ABOUT THIS TASK: Repeat the entries that follow, exactly as they are written.

Records drawn from a dataset:

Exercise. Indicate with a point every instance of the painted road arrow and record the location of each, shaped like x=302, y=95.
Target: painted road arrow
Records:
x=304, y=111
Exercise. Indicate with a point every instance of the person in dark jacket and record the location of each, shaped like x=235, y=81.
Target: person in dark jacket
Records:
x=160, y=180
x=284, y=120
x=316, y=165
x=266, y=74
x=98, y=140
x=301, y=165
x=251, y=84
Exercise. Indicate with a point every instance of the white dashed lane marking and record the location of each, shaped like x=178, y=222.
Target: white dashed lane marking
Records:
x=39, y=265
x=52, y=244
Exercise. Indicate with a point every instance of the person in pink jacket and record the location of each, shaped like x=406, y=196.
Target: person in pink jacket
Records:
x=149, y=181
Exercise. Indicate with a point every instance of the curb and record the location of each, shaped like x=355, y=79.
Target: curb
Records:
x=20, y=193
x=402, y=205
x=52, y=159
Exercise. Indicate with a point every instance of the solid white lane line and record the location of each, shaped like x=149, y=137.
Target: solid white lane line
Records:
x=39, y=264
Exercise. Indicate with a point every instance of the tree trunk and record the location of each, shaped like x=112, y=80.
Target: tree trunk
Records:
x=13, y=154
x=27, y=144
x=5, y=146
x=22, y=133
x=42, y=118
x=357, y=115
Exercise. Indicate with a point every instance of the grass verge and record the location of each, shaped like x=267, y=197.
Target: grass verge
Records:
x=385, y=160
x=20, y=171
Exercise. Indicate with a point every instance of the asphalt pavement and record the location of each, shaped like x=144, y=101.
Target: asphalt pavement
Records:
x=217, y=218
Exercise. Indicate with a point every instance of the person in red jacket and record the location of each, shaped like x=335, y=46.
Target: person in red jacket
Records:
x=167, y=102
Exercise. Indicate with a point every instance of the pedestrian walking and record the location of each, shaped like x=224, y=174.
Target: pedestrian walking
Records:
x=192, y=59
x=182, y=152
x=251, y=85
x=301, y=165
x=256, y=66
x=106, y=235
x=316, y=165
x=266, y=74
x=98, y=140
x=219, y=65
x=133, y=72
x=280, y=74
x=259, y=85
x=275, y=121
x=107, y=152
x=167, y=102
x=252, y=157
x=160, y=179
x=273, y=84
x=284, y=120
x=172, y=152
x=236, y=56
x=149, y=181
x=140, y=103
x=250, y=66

ANSWER:
Exercise. Indicate with a point every instance of the painted road arrow and record the location of each, shaped like x=302, y=95.
Target: painted road arrow
Records:
x=304, y=111
Exercise. Indicate with a point every instance of the person in dark jacket and record the location of each, shaped like x=235, y=81.
Target: person in dark jacket
Records:
x=160, y=180
x=284, y=120
x=316, y=165
x=266, y=74
x=98, y=140
x=301, y=165
x=251, y=84
Exercise. Indicate with a point every instance of the white dashed lane marking and record the location of each, shaped like x=178, y=222.
Target: white dashed lane marking
Records:
x=39, y=265
x=52, y=244
Exercise. Indicate with a point every instance of the person in pink jacket and record the location of each, shaped like x=406, y=196.
Target: person in pink jacket
Records:
x=149, y=181
Exercise. Indicate with a point every instance of the curb and record the location of each, shaped like x=355, y=79.
Target: curb
Records:
x=20, y=193
x=402, y=205
x=52, y=159
Exercise. Indicate with a point every instance of the solid white lane line and record the location of each, shaped like x=149, y=137.
Target: solid white lane line
Records:
x=39, y=264
Exercise. Indicate with a point every instance of the tree trunk and record the location of each, shaped like x=112, y=80.
Target: tree trunk
Records:
x=13, y=154
x=27, y=144
x=5, y=146
x=22, y=133
x=42, y=118
x=357, y=115
Exercise. Indicate with a point every instance of the grass verge and record the location of each, shaped like x=267, y=197.
Target: grass verge
Records:
x=385, y=160
x=20, y=171
Exercise. Indicate with a point every instance of the asphalt pavement and record the location of each, shaped like x=144, y=101.
Target: asphalt pavement
Records:
x=217, y=218
Exercise. Indicate with a point every instance of the person in red jacket and record the location of each, shaped like x=335, y=46.
Target: person in red jacket
Records:
x=167, y=102
Exercise. Indicate with a point every instance of the pedestrian walking and record the location of each, shaped like x=224, y=174.
Target: pedestrian walking
Records:
x=192, y=59
x=182, y=152
x=251, y=85
x=301, y=165
x=256, y=66
x=106, y=235
x=316, y=165
x=266, y=74
x=98, y=140
x=219, y=65
x=133, y=72
x=280, y=74
x=259, y=85
x=275, y=121
x=107, y=152
x=167, y=102
x=252, y=157
x=160, y=179
x=273, y=84
x=284, y=120
x=172, y=152
x=236, y=56
x=149, y=181
x=140, y=103
x=250, y=66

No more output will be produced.